** start **

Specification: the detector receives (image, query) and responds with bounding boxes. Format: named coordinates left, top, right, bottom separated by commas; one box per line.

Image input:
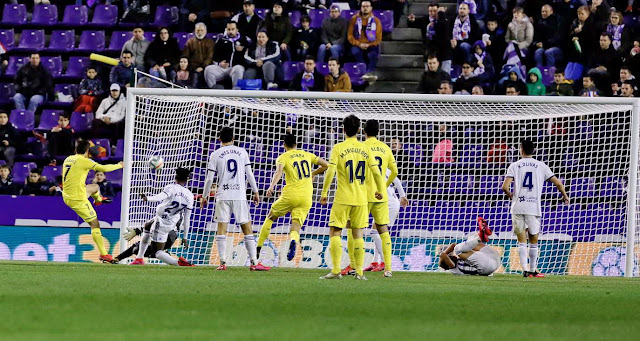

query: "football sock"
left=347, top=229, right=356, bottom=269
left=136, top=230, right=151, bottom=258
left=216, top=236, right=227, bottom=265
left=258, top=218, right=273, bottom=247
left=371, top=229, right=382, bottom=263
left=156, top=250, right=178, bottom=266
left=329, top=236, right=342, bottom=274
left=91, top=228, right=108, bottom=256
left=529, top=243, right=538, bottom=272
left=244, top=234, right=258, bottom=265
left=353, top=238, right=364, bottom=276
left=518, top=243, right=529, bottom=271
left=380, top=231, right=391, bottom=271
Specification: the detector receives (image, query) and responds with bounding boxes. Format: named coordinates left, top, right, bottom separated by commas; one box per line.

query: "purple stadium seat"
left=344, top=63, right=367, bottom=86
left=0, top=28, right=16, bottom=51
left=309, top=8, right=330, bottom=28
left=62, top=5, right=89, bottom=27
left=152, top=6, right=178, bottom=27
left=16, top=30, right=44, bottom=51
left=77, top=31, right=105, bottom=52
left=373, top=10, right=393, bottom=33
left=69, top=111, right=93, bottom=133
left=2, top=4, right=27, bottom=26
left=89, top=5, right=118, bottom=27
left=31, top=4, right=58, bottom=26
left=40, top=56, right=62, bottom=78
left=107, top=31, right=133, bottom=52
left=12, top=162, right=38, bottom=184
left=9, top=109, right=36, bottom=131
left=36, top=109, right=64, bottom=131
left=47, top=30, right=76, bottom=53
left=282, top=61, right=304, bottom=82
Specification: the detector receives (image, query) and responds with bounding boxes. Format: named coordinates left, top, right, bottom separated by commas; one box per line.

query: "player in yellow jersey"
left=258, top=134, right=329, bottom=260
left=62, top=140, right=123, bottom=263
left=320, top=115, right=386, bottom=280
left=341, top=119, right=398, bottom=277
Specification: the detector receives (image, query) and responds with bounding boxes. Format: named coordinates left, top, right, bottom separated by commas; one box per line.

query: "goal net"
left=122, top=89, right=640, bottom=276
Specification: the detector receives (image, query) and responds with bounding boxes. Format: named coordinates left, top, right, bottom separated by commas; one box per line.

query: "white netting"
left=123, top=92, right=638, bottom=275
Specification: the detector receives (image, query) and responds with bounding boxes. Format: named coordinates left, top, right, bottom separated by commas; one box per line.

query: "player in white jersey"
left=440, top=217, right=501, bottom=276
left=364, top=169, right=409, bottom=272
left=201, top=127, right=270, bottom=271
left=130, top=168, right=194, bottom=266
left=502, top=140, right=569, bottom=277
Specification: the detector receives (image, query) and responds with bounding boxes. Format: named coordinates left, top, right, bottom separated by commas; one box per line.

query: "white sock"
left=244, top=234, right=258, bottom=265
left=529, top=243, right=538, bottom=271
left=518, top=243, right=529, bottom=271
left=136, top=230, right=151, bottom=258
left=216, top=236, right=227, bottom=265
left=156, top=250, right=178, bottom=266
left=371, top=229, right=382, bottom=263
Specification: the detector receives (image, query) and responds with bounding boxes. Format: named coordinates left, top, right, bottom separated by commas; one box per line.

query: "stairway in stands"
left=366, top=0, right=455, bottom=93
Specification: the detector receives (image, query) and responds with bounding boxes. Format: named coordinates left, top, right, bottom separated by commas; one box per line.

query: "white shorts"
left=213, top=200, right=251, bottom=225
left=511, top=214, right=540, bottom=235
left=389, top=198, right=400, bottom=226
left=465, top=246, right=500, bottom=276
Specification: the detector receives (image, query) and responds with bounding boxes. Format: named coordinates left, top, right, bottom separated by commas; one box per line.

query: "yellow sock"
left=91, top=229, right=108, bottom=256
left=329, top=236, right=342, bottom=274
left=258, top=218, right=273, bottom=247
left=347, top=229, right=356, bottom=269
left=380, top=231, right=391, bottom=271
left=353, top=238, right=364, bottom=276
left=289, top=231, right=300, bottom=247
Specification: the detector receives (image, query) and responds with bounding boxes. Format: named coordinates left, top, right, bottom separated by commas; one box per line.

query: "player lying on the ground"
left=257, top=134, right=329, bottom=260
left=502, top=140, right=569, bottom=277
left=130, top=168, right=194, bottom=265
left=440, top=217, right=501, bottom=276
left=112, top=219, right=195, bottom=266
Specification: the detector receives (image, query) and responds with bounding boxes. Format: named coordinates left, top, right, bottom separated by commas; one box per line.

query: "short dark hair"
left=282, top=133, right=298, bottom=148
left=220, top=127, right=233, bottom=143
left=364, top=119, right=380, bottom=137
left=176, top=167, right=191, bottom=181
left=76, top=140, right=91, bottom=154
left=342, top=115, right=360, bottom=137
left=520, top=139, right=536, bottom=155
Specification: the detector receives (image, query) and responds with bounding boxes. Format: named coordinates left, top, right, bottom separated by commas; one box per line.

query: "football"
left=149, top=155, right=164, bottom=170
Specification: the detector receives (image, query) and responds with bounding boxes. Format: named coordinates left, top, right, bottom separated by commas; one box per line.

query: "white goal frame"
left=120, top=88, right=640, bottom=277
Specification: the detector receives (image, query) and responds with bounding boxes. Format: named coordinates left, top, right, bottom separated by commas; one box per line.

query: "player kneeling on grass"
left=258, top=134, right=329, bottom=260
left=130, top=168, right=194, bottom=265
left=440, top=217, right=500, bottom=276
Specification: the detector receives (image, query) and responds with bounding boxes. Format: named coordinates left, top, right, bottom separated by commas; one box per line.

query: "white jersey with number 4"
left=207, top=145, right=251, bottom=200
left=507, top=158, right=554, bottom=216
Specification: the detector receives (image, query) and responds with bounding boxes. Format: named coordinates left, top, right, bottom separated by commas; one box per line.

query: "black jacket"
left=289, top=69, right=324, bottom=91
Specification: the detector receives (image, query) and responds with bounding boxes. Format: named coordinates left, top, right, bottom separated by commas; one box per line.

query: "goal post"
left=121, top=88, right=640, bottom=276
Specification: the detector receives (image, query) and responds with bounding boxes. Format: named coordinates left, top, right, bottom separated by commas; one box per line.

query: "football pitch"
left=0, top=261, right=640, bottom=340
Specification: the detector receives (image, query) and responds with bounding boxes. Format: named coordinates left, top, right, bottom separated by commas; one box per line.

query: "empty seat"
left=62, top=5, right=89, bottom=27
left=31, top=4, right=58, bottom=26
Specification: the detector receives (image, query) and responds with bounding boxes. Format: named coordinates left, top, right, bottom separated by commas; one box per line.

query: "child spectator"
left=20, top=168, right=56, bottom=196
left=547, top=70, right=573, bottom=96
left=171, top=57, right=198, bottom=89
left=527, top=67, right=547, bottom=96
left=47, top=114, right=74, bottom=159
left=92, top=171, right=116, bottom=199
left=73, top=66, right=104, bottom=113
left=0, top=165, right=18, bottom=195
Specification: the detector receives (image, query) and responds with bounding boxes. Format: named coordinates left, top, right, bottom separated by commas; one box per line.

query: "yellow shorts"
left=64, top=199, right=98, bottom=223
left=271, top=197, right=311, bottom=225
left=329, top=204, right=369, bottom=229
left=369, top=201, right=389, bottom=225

** end **

▸ **WORK TO COMPLETE**: Filter the listing above down to the lines that contain the string "shorts", and copy each matching line unchanged. Matching is case-sensitive.

▸ **CORRECT RESULT**:
query: "white shorts"
query: "yellow shorts"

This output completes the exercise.